Text section:
↓

Setting up a Raspberry Pi but don’t have a monitor, keyboard, or mouse? Me too. I recently spent hours working through old blog posts but ultimately failed. I dug a little deeper and found a couple of tidbits to help set up a raspberry pi without a dedicated monitor, keyboard, or mouse. Better yet! I configured my WiFi dongle during the install too!

Disclaimer: I don’t know what I’m talking about. I am learning as I go. Also, I’m a Windows .NET developer and have only dabbled in the Linux world once or twice.

NOOBS Raspbian Installer

I started by downloading the NOOBS Raspbian installer. I opened the INSTRUCTIONS-README.txt file and followed the instructions to format and setup my Micro SD card.

NOTE:

  1. I used an external card reader with a micro SD slot and I followed the instructions to install Raspbian to this SD card.
  2. I don’t know if it’s possible to run Raspberry Pi from some other media like a USB stick or external hard drive.

↑

Written tasks:
1/ In the Raspberry Pi setup text, which file was opened for the instructions on formatting and setting up the Micro SD card?
2/ Pick up the Raspberry Pi setup text after its last note and continue it.

Entries provided:
↓

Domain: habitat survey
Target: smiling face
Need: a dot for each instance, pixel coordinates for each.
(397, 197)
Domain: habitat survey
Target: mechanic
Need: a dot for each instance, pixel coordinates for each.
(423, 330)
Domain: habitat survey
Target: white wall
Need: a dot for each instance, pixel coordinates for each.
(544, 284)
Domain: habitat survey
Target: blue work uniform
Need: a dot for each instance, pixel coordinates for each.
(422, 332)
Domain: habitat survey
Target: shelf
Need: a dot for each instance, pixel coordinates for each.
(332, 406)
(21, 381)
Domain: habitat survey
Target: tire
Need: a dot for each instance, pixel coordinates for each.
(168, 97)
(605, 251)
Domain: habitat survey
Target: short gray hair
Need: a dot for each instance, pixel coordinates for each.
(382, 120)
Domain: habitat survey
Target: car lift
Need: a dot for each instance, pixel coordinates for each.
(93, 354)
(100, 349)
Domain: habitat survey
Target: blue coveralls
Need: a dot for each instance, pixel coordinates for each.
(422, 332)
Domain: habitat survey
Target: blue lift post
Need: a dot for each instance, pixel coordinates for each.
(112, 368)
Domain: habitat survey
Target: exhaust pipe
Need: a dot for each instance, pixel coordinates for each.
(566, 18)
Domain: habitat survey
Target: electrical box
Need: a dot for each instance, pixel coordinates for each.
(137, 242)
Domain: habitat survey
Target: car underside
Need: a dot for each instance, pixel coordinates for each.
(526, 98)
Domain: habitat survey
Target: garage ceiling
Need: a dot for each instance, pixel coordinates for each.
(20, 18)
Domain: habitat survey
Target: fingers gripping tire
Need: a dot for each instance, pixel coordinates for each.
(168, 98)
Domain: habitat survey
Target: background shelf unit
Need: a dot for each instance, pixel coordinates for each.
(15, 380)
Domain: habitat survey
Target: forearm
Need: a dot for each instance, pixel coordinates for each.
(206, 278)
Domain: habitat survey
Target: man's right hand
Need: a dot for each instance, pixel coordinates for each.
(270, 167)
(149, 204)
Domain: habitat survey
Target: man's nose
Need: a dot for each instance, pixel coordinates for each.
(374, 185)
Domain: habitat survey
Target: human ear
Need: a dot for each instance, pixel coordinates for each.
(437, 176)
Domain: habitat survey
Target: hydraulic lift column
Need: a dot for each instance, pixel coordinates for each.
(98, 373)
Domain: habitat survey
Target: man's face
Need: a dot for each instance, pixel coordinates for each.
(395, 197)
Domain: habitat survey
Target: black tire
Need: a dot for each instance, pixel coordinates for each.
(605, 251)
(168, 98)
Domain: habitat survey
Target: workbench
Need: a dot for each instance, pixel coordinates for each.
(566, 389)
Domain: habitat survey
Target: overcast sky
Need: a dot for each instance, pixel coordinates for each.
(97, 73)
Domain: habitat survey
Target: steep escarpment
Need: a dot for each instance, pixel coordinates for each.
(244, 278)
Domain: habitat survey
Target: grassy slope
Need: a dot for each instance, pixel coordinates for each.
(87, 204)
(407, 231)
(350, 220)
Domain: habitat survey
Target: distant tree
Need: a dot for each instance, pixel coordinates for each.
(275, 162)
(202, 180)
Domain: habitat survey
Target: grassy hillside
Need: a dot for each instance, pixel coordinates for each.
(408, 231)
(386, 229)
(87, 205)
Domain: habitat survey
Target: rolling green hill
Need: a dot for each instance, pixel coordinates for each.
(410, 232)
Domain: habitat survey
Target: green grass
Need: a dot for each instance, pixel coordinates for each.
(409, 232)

↑

Answers in order:
1/ The INSTRUCTIONS-README.txt file.

2/
Before I copied the NOOBS files to my SD card I opened the recovery.cmdline file in a text editor. After reading the Advanced Usage section of the NOOBS GitHub repository I added silentinstall to the arguments as well as my default language and keyboard layout.

[shell]runinstaller quiet ramdisk_size=32768 root=/dev/ram0 init=/init vt.cur_default=1 elevator=deadline lang=en keyboard=us silentinstall[/shell]

Wifi Configuration

Last thing I did was configure my WiFi dongle. I ran across this Raspberry Pi Stack Exchange question which didn’t work for me based on the instructions in the answer but I the instructions in the noobsconfig GitHub Repository worked perfectly for me.

I downloaded the zip of the master branch, unzipped and copied the noobsconfig files over the NOOBS. This action overwrote a couple NOOBS files, i.e. partition_setup.sh. This also added a few folders to the os folder, I deleted all but Raspbian.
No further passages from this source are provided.